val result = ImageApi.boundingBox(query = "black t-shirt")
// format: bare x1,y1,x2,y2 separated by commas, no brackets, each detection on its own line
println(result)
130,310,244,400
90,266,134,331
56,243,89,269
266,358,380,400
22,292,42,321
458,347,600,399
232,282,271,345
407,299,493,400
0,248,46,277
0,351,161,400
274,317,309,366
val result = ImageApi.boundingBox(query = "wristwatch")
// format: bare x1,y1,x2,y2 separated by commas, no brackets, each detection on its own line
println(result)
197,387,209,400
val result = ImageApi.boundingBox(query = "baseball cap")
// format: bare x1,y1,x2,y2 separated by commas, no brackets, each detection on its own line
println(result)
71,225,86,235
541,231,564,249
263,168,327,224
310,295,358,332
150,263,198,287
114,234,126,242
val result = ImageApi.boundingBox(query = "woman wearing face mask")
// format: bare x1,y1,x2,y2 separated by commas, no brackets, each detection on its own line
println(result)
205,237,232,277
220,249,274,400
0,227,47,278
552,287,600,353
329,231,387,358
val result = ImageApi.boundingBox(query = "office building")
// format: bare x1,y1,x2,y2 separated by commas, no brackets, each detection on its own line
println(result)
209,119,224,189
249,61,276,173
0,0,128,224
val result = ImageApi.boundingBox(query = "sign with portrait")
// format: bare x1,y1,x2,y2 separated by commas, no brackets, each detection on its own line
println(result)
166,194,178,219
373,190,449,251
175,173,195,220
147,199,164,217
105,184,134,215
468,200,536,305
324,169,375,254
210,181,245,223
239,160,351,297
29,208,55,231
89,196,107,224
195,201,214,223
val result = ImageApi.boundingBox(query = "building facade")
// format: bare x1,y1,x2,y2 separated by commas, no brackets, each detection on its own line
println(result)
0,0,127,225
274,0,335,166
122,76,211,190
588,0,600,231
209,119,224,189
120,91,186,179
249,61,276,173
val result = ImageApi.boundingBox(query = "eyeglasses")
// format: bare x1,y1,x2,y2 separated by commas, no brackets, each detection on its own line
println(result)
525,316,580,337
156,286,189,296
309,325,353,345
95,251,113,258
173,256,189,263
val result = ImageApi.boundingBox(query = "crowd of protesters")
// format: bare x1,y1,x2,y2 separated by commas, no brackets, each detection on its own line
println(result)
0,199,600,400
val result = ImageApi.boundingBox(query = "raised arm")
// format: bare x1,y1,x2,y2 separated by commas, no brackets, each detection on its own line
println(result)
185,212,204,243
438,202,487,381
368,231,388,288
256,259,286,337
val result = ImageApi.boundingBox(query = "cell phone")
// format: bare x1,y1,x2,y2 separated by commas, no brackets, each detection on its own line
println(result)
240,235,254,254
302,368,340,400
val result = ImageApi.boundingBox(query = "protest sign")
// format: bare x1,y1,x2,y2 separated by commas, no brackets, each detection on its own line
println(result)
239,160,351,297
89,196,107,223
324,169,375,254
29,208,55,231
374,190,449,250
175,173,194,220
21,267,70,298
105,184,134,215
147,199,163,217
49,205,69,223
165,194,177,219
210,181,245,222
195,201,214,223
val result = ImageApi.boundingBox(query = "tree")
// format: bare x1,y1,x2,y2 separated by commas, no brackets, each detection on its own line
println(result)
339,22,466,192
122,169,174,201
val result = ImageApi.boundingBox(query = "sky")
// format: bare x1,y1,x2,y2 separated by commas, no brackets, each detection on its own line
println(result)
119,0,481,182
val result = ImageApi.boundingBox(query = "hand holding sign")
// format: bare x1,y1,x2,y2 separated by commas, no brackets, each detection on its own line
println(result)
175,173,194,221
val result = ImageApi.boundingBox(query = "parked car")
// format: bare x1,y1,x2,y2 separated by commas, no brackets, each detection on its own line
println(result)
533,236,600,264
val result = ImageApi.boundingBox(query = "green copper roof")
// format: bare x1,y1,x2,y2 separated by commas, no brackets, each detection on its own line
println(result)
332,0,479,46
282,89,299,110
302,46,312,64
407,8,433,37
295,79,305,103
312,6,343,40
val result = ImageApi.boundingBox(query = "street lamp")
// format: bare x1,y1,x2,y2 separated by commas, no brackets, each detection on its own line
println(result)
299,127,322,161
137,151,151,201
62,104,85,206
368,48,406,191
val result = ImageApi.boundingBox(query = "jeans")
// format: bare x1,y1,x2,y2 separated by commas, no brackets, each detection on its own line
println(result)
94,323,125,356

^^^^^^^^

For an answer, give a copy of every line in the listing that holds the word "sign".

val result = ImageApi.boundingBox(query = "sign with portrait")
val result = ImageApi.boundingBox(query = "protest sign")
val result = ImageApi.boundingBox(query = "hand holding sign")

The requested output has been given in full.